Problem statement
Could you print the listing again exactly, omitting the pictures?
Input data START
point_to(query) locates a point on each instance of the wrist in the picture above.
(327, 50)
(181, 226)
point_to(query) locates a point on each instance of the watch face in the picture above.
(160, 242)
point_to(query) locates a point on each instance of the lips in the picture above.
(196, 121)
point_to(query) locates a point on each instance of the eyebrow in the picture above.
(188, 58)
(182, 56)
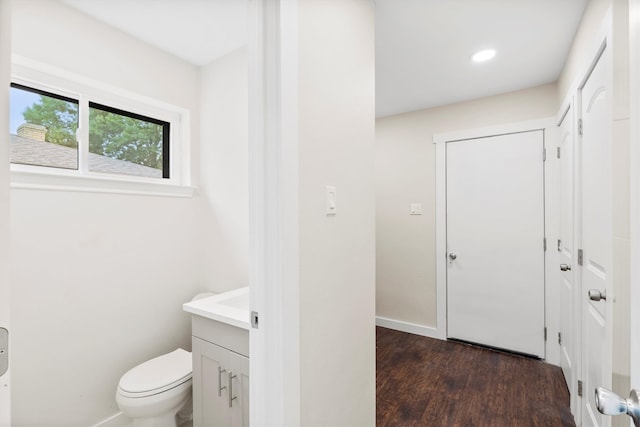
Input data END
Solution for this task
point_to(query) locates a point on each instance of the wrist in the picture above.
(327, 50)
(181, 226)
point_to(query) locates a point on each instance of the watch face in the picture above.
(160, 242)
point_to(query) locates a point on each instance of the lips in the picture above.
(196, 121)
point_to(query) locates a point on each instance of the eyebrow in the picture above.
(188, 58)
(182, 56)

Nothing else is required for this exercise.